* [Job]
Pick out every line in the records below that contains the word "leaf", and copy those lines.
** START OF Dataset records **
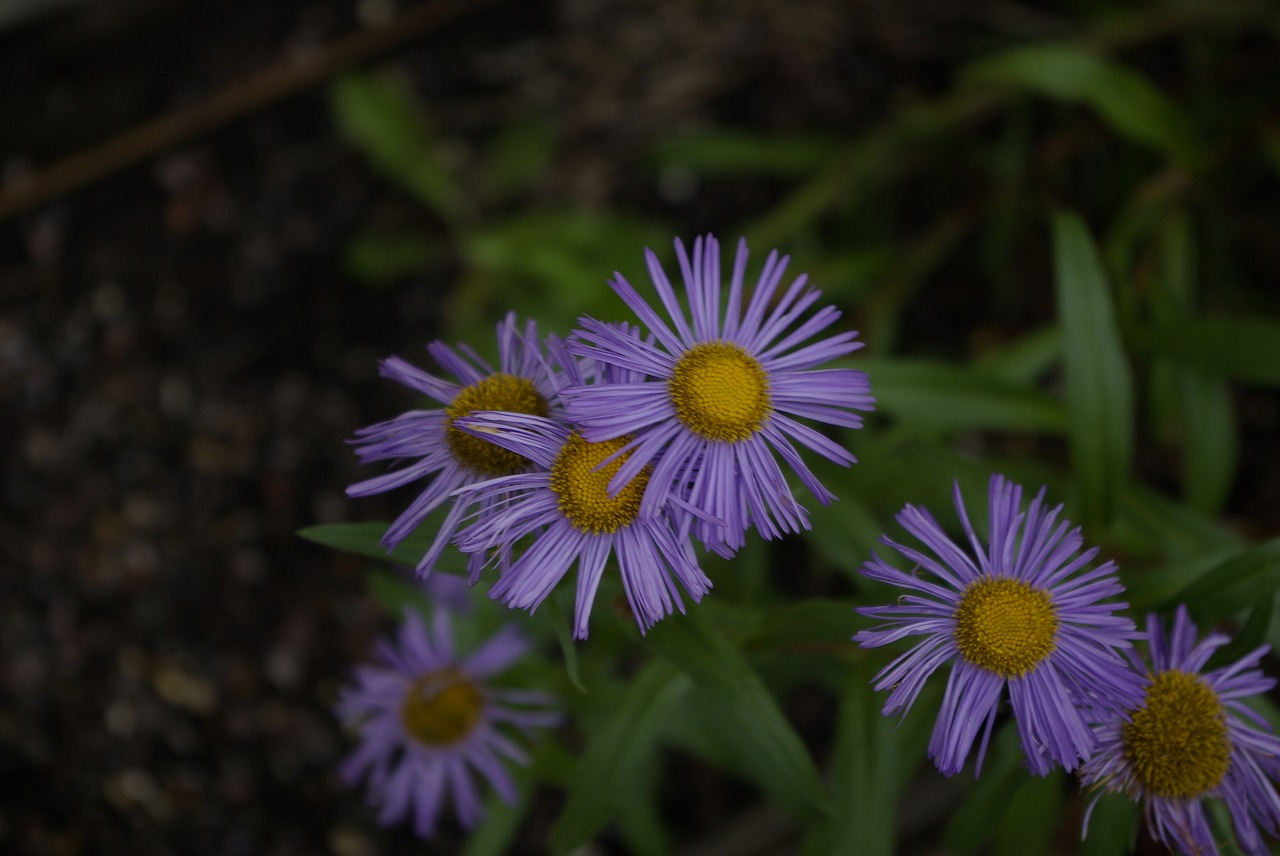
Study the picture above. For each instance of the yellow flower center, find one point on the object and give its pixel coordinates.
(442, 708)
(1005, 626)
(499, 392)
(1178, 745)
(584, 490)
(720, 392)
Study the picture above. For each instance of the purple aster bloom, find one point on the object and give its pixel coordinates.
(1192, 738)
(712, 410)
(435, 448)
(572, 512)
(430, 727)
(1022, 613)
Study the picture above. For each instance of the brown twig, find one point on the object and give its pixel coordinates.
(254, 94)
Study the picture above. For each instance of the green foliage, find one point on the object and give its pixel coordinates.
(1098, 389)
(1104, 357)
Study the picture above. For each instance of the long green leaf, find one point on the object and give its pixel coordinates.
(945, 397)
(1234, 585)
(615, 750)
(780, 763)
(1125, 100)
(867, 758)
(1112, 827)
(385, 122)
(1098, 389)
(1238, 348)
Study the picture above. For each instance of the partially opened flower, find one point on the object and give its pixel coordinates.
(572, 515)
(717, 397)
(1022, 613)
(1192, 738)
(430, 443)
(430, 727)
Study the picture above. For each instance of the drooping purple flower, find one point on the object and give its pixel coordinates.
(1192, 738)
(439, 451)
(432, 729)
(1022, 613)
(574, 515)
(714, 410)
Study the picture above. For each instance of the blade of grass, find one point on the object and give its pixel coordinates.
(1098, 389)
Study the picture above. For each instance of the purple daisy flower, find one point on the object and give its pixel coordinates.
(434, 447)
(1022, 613)
(1192, 738)
(429, 726)
(716, 399)
(574, 513)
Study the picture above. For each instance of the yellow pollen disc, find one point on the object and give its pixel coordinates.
(720, 392)
(501, 392)
(1178, 745)
(442, 708)
(1005, 626)
(584, 490)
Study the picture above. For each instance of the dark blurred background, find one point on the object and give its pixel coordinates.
(188, 335)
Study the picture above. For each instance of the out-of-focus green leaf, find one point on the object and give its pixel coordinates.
(1125, 100)
(1234, 585)
(1002, 776)
(561, 625)
(775, 754)
(867, 758)
(942, 397)
(365, 539)
(1256, 628)
(554, 266)
(1024, 360)
(1239, 348)
(1112, 827)
(380, 259)
(1098, 389)
(739, 152)
(1153, 523)
(639, 819)
(805, 623)
(1211, 445)
(615, 750)
(389, 127)
(501, 820)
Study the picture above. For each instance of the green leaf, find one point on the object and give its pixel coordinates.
(1040, 799)
(778, 760)
(865, 759)
(1232, 586)
(944, 397)
(1238, 348)
(616, 749)
(502, 822)
(394, 593)
(1002, 776)
(383, 119)
(561, 625)
(1256, 628)
(1125, 100)
(1098, 389)
(1112, 827)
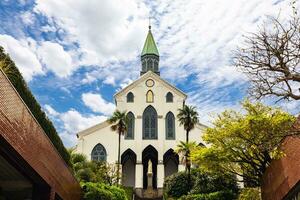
** END OF Dataset records **
* [Exercise output]
Study the picture above. For each instance of the long green leaf, find one point on the object and give its pixel coordinates.
Study the picture above. For each instance of the out-of-focus green leaf, find one point on the object and give its pixel coordinates.
Study the picture above. For each instance of the green leaf, find one point on the object and give its pixel coordinates.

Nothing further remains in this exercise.